-- START Data shown --
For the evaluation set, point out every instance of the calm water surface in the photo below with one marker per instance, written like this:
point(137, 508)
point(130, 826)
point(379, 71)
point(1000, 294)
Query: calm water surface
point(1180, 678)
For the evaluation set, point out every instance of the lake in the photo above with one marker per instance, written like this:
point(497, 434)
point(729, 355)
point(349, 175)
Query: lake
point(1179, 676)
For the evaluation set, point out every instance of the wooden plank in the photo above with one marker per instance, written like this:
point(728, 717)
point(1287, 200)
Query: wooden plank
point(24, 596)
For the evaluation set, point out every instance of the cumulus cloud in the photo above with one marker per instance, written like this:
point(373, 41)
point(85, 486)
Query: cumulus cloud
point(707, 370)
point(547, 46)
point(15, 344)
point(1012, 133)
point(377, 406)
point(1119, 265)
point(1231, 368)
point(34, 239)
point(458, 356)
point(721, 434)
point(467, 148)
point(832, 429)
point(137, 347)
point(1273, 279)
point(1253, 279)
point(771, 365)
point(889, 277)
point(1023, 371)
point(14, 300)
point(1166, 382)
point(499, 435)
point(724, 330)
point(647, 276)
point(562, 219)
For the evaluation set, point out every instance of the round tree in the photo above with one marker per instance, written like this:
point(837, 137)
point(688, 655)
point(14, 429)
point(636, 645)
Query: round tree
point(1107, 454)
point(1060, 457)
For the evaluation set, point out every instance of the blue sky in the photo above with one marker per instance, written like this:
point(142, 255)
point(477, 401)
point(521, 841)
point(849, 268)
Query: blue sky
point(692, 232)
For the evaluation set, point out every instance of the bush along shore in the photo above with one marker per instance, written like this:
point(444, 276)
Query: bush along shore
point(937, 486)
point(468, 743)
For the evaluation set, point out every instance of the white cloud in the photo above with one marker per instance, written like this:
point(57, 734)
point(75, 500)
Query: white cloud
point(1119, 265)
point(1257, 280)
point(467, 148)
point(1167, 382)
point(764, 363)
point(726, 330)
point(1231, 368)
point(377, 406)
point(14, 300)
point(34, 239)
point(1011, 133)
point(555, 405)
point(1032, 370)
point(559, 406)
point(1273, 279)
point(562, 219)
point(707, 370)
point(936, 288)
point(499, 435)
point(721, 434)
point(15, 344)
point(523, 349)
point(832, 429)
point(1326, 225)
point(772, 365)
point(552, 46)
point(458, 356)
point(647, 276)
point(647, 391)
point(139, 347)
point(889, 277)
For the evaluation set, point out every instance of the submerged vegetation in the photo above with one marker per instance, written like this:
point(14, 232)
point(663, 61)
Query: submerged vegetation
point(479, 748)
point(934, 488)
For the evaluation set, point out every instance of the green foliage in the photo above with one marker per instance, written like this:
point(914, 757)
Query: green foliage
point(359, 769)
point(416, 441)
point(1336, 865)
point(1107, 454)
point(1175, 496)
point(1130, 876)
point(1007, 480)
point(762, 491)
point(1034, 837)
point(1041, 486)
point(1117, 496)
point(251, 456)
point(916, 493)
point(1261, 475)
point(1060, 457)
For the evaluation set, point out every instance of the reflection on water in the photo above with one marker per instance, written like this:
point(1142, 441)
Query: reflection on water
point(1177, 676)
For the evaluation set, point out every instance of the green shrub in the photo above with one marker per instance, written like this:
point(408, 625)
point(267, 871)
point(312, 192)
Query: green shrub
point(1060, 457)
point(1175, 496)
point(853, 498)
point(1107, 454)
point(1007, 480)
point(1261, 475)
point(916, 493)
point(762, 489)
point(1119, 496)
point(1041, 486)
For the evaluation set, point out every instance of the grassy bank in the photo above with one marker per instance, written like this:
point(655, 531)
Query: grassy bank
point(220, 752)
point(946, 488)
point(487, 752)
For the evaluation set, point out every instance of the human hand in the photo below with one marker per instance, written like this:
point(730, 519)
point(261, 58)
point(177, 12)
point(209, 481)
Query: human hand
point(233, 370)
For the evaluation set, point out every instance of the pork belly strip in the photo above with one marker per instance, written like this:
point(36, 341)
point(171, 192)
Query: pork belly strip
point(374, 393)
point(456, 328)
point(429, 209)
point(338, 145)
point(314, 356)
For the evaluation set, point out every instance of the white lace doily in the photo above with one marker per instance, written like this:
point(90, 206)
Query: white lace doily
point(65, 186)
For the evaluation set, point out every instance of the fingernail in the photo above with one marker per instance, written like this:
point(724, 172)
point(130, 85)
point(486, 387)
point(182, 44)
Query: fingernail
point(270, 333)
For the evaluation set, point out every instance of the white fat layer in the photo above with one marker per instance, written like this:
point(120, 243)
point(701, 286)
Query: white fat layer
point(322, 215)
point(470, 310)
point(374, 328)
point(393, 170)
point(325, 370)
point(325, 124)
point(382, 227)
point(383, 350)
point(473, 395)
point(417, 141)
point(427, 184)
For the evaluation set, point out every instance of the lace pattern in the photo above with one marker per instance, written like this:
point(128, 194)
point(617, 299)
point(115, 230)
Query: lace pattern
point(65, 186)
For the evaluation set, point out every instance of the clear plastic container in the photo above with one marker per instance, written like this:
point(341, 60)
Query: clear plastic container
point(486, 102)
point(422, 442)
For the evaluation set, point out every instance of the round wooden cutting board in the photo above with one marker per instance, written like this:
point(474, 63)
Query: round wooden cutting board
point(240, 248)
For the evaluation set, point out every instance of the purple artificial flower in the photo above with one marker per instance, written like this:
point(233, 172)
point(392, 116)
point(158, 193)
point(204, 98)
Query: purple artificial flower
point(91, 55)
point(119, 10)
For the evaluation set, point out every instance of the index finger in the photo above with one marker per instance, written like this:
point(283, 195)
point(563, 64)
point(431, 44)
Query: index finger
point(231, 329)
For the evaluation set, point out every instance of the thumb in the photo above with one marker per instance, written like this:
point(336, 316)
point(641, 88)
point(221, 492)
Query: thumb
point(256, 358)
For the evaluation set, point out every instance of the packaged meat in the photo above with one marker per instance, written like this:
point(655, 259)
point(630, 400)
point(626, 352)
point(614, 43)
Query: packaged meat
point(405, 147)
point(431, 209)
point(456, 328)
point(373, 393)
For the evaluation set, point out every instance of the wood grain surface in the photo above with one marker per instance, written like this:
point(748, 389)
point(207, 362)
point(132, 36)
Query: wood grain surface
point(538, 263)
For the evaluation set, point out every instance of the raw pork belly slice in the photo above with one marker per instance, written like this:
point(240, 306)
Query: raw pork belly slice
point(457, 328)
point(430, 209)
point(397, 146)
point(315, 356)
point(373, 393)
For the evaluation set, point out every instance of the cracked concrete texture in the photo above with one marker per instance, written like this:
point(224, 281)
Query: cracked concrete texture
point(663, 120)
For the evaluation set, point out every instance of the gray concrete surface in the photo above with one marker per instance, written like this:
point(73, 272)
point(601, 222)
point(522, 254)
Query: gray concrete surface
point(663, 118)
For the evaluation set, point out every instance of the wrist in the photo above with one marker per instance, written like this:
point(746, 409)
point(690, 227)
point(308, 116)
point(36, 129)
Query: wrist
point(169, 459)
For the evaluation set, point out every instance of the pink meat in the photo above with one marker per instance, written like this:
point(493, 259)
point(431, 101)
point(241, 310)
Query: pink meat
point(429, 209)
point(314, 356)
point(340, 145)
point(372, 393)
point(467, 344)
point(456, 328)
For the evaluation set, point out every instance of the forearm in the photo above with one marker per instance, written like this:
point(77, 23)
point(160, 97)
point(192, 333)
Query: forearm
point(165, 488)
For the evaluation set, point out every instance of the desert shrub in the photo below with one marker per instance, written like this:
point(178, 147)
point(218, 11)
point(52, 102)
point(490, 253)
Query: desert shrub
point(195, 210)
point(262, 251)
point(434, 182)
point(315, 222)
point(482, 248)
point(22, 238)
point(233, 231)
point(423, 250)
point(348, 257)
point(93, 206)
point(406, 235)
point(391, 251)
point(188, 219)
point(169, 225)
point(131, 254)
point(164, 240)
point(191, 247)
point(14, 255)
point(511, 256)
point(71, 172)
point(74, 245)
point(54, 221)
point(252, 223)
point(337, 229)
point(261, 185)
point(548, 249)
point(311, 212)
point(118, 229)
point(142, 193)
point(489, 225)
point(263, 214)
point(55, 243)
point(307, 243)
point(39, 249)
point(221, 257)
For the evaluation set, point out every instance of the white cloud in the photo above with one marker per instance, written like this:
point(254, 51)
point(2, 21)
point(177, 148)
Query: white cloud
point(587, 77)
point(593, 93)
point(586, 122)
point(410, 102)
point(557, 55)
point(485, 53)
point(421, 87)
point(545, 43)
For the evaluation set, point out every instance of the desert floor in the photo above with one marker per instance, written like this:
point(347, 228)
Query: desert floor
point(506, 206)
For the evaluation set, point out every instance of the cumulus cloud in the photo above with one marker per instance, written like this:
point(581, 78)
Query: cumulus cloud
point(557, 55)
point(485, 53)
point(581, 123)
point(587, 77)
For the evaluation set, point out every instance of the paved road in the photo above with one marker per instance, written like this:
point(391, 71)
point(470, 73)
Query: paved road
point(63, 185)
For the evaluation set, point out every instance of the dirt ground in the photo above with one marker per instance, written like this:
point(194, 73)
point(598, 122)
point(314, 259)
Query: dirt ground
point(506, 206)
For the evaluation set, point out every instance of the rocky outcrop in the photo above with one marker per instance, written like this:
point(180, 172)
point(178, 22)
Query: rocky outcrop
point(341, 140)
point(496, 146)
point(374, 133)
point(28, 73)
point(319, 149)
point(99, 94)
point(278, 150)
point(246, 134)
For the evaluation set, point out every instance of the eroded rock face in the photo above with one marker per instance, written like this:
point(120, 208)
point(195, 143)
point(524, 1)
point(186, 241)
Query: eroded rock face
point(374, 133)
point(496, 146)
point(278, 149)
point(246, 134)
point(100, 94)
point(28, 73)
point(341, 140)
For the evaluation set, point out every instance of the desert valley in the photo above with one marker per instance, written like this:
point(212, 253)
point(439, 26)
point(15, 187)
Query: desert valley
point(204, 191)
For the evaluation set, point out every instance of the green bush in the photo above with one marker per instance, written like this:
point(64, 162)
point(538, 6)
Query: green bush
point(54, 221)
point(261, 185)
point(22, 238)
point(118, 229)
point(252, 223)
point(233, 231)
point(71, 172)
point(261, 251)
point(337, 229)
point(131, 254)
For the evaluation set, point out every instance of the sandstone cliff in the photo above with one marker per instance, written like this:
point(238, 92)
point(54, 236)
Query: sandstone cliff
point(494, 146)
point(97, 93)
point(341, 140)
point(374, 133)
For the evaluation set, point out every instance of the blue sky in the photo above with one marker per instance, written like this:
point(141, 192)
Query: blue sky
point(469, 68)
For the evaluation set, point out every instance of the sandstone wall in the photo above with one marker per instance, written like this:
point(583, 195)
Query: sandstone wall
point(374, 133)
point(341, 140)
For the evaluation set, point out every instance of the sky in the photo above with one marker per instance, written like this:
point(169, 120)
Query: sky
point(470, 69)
-- END Data shown --
§ Task description
Rewrite every line from the one containing "the sandstone wall" through the end of the items, copying each line in full. Offset only the coordinates in the answer points by -52, and leave the sample points unchanged.

§ Output of the task
For the evaluation set, point out every instance of the sandstone wall in the photo above with one marker per instance, written like this:
point(583, 195)
Query: sandstone wall
point(322, 81)
point(289, 88)
For the evaluation set, point out every instance of the sky in the photo above with one marker per instance, written like this:
point(169, 120)
Query: sky
point(418, 17)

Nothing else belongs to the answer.